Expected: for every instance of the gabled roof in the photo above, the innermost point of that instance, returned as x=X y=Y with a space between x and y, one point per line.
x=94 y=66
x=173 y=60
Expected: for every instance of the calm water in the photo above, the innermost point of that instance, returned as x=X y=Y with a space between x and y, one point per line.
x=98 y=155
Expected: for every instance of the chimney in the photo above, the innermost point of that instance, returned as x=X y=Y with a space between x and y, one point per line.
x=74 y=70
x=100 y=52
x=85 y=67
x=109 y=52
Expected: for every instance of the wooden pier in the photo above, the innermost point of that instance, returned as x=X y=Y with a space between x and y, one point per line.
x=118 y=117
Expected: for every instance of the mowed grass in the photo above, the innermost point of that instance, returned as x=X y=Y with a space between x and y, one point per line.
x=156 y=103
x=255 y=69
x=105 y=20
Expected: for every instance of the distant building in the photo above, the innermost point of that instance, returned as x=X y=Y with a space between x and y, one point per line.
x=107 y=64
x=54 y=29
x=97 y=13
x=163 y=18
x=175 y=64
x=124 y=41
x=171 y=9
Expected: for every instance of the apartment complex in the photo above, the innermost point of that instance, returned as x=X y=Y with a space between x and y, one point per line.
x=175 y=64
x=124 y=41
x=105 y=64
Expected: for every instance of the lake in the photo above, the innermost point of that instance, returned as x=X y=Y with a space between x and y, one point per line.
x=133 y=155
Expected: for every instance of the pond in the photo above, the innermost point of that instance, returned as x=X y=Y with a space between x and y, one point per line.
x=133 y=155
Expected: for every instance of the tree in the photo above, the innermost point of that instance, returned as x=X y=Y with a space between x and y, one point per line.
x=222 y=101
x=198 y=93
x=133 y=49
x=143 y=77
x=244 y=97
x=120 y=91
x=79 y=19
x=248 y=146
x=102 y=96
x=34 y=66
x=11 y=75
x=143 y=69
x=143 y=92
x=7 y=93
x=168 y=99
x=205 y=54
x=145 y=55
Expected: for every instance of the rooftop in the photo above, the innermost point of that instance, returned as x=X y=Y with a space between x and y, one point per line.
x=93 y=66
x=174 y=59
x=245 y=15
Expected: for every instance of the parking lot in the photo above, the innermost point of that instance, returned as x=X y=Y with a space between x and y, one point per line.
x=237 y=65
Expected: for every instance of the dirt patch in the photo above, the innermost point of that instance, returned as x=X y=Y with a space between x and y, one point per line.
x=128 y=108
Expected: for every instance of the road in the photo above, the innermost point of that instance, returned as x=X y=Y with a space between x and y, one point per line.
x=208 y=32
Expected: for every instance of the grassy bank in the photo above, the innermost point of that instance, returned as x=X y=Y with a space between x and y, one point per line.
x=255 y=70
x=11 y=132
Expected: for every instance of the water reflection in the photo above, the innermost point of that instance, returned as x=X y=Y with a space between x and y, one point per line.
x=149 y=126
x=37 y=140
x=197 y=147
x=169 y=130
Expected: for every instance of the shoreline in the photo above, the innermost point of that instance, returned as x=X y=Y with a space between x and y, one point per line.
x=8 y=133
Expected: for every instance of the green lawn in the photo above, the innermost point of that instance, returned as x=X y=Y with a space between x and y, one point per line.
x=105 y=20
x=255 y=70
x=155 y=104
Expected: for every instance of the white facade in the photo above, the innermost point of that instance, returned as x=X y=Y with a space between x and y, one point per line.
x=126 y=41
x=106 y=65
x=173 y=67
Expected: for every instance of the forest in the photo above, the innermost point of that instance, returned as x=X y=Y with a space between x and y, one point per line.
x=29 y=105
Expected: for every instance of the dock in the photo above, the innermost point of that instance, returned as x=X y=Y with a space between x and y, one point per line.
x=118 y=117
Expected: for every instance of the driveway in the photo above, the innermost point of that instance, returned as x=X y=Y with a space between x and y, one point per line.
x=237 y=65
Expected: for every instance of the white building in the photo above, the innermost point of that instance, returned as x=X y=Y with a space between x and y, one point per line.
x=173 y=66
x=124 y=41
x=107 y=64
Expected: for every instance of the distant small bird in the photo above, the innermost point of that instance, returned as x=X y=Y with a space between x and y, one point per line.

(TASK TO CARRY OUT)
Please rewrite the part of the listing that opens with the line containing "Expected: for every instance of the driveway" and runs through the end of the listing, both ends included. Keep every line, and multiply each x and y coordinate by 0.35, rounding to whole numbers with halves rounded up.

(ANSWER TO THIS TASK)
Expected: for every instance of the driveway in the photo above, the innermost point of that instance, returned as x=X y=Y with a space between x and y, one point per line.
x=83 y=23
Expected: for every instance of the white building in the photo above, the innermost point of that instance, returned as x=X y=Y with a space between x and y, one point per line.
x=61 y=23
x=43 y=14
x=37 y=22
Expected: for every instance of the distant small bird in the photo above, the innermost point of that instance, returned as x=X y=Y with a space between x and y, one point per line.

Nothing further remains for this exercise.